[[ SOURCE MATERIAL, beginning ]]

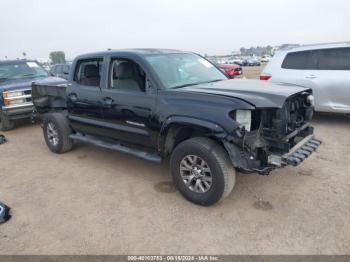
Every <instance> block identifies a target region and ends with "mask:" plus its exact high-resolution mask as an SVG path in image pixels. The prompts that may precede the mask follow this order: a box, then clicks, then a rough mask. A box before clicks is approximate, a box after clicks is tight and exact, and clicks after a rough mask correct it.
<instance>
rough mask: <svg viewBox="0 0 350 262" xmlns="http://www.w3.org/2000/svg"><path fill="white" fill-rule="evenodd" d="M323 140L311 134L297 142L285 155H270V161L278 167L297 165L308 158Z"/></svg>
mask: <svg viewBox="0 0 350 262" xmlns="http://www.w3.org/2000/svg"><path fill="white" fill-rule="evenodd" d="M321 143H322V142H321V141H320V140H318V139H316V138H315V137H314V135H309V136H307V137H305V138H304V139H303V140H301V141H300V142H299V143H298V144H296V145H295V146H294V147H293V148H291V149H290V150H289V152H288V153H286V154H284V155H273V154H272V155H269V157H268V163H269V164H270V165H273V166H276V167H283V166H287V165H292V166H297V165H299V164H300V163H301V162H303V161H304V160H305V159H306V158H308V157H309V156H310V155H311V154H312V153H313V152H314V151H315V150H316V149H317V148H318V147H319V146H320V145H321Z"/></svg>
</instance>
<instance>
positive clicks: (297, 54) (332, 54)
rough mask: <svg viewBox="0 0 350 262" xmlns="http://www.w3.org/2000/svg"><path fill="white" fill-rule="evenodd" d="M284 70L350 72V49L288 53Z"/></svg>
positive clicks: (321, 49)
mask: <svg viewBox="0 0 350 262" xmlns="http://www.w3.org/2000/svg"><path fill="white" fill-rule="evenodd" d="M282 68H284V69H299V70H307V69H308V70H350V48H332V49H319V50H310V51H301V52H292V53H288V54H287V56H286V57H285V59H284V61H283V63H282Z"/></svg>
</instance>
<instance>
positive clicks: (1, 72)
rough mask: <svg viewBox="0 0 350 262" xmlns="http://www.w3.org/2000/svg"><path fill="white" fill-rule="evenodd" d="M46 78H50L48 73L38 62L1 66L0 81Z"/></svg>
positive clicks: (19, 63) (26, 62) (25, 62)
mask: <svg viewBox="0 0 350 262" xmlns="http://www.w3.org/2000/svg"><path fill="white" fill-rule="evenodd" d="M44 76H48V73H47V72H46V71H45V69H44V68H42V67H41V66H40V65H39V64H38V63H36V62H26V61H18V63H17V62H16V63H8V64H2V65H1V64H0V81H6V80H13V79H22V78H34V77H44Z"/></svg>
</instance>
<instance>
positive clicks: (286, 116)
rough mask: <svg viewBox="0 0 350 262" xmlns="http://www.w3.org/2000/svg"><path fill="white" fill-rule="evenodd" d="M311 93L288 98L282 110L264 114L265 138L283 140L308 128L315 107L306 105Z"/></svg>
mask: <svg viewBox="0 0 350 262" xmlns="http://www.w3.org/2000/svg"><path fill="white" fill-rule="evenodd" d="M308 95H310V94H309V93H303V94H298V95H296V96H293V97H291V98H288V99H287V100H286V102H285V103H284V105H283V107H282V108H280V109H270V110H265V111H263V112H262V124H263V131H264V133H263V134H264V138H266V139H269V140H283V139H284V138H288V135H291V134H293V132H295V131H297V130H299V129H302V128H303V127H306V126H305V125H307V122H308V121H310V120H311V119H312V116H313V107H312V106H310V105H307V104H306V101H307V99H306V98H307V96H308Z"/></svg>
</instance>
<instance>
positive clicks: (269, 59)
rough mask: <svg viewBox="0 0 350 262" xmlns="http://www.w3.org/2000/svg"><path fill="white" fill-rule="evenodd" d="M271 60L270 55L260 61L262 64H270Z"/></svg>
mask: <svg viewBox="0 0 350 262" xmlns="http://www.w3.org/2000/svg"><path fill="white" fill-rule="evenodd" d="M270 60H271V56H269V55H263V56H262V57H261V59H260V62H261V63H267V62H269V61H270Z"/></svg>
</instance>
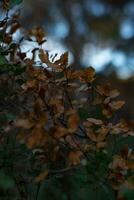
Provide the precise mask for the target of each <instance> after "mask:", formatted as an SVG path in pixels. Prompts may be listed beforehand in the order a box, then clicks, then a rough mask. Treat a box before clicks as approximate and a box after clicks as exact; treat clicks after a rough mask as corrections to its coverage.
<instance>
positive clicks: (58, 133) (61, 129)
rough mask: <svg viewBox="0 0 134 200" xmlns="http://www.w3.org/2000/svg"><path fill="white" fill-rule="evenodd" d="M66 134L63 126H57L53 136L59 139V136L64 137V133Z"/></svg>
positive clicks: (53, 133) (64, 128) (65, 131)
mask: <svg viewBox="0 0 134 200" xmlns="http://www.w3.org/2000/svg"><path fill="white" fill-rule="evenodd" d="M66 134H67V129H66V128H64V127H60V126H59V127H57V128H56V129H55V131H54V133H53V136H54V137H55V138H56V139H59V138H61V137H64V136H65V135H66Z"/></svg>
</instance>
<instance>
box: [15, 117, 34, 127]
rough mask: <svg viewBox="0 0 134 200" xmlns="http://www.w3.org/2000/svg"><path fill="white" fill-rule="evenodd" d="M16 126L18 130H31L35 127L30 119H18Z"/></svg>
mask: <svg viewBox="0 0 134 200" xmlns="http://www.w3.org/2000/svg"><path fill="white" fill-rule="evenodd" d="M14 125H15V126H16V127H18V128H24V129H30V128H32V126H33V125H34V123H33V122H32V121H30V120H29V119H17V120H16V121H15V123H14Z"/></svg>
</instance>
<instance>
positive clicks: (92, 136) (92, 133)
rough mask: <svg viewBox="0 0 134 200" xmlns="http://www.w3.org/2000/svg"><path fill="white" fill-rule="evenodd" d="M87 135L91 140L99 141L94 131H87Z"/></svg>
mask: <svg viewBox="0 0 134 200" xmlns="http://www.w3.org/2000/svg"><path fill="white" fill-rule="evenodd" d="M86 134H87V136H88V137H89V138H90V140H92V141H93V142H96V141H97V136H96V134H95V133H93V132H92V131H88V130H87V131H86Z"/></svg>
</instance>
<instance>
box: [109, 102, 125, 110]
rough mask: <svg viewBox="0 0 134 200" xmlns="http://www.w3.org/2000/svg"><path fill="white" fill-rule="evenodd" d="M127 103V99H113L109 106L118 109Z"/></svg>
mask: <svg viewBox="0 0 134 200" xmlns="http://www.w3.org/2000/svg"><path fill="white" fill-rule="evenodd" d="M124 104H125V101H112V102H111V103H109V106H110V107H111V109H112V110H118V109H120V108H121V107H122V106H123V105H124Z"/></svg>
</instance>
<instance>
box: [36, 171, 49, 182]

[[ SOURCE MATERIAL, end ]]

#### TASK REQUIREMENTS
Search the entries for the word "approximate". Copy every line where it occurs.

#### RESPONSE TO THE TASK
Every <instance> block identifies a target region and ends with "mask:" plus its exact high-resolution mask as an SVG path in image pixels. The prompts that may precede the mask follow this order: a box, then clicks, then a rough mask. A box before clicks is approximate, a box after clicks is tight and exact, and clicks after a rough mask correct it.
Provide the precise mask for the target of each <instance> after "mask:", formatted as an SVG path in pixels. Prompts may be listed beforehand in the order a box, then clicks, then a rough mask. Treat a box before clicks as approximate and a box after clicks as exact; treat clicks after a rough mask as corrections to its coverage.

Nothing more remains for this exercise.